* [MATERIAL FOR THIS TASK]:

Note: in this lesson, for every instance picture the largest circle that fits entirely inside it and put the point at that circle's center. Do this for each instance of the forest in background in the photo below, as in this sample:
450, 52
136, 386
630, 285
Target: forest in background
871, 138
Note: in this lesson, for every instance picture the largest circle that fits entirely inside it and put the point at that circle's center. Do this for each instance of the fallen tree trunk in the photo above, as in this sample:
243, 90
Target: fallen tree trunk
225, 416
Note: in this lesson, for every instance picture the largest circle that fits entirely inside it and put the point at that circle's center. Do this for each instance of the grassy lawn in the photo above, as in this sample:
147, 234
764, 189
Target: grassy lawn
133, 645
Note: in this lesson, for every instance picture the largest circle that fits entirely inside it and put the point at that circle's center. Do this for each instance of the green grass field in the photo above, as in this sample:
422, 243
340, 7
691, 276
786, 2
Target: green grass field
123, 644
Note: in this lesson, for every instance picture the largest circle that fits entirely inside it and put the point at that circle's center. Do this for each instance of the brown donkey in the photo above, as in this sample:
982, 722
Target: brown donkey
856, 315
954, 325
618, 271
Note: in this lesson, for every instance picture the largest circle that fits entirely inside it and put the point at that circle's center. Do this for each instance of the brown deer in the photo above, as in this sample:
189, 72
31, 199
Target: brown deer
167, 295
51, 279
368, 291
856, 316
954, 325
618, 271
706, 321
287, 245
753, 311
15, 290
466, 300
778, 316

* [WRITTEN PROBLEM]: Write the entire listing out again, word for word.

* [EXPECTED ANSWER]:
Note: in this lesson, for every instance picture the largest circle that fits entirely inside it and put the point at that circle's center. Do this for each instance of the forest in background in the photo below, as in this sample:
450, 52
136, 386
630, 285
Target: forest in background
871, 138
Note: in this lesson, for every instance picture the largest circle that fits entirely inside it and put the point at that circle's center. Do this for each instance of the fallen tree trunk in the photo above, as in this sample:
243, 90
Target: fallen tree trunk
225, 416
Note: in this lesson, for every instance picture the largest circle that fits entirely inside it and put the point at that circle's center. Do this for each instance of the grassy lawn in the photo above, as in this sample:
147, 234
764, 189
Target: grassy lawn
133, 645
Note: in this lesson, for every instance picture the largest circle that fits entirely inside it and put the point at that circle's center. Do this for each instance of the green grass field in the photo above, as in this sample:
422, 243
340, 7
691, 276
786, 2
Target: green grass field
123, 644
Note: in this lesson, for every instance picture the largest circle that fits entirely inside it and put the point at that circle's center. Do this for each instance of the brown donkey in the photo above, as in this sample:
982, 722
Target: brown donkey
856, 315
954, 325
618, 271
Note: in this lesson, for every instance picture the largest circle that fits entirely inside it and put the point at that circle's center. Do this for each instance of the brown deer in the photo above, as in this sample:
189, 72
31, 199
Target: brown deer
167, 295
51, 279
368, 291
856, 316
954, 325
618, 271
706, 321
287, 245
753, 311
15, 290
466, 300
778, 316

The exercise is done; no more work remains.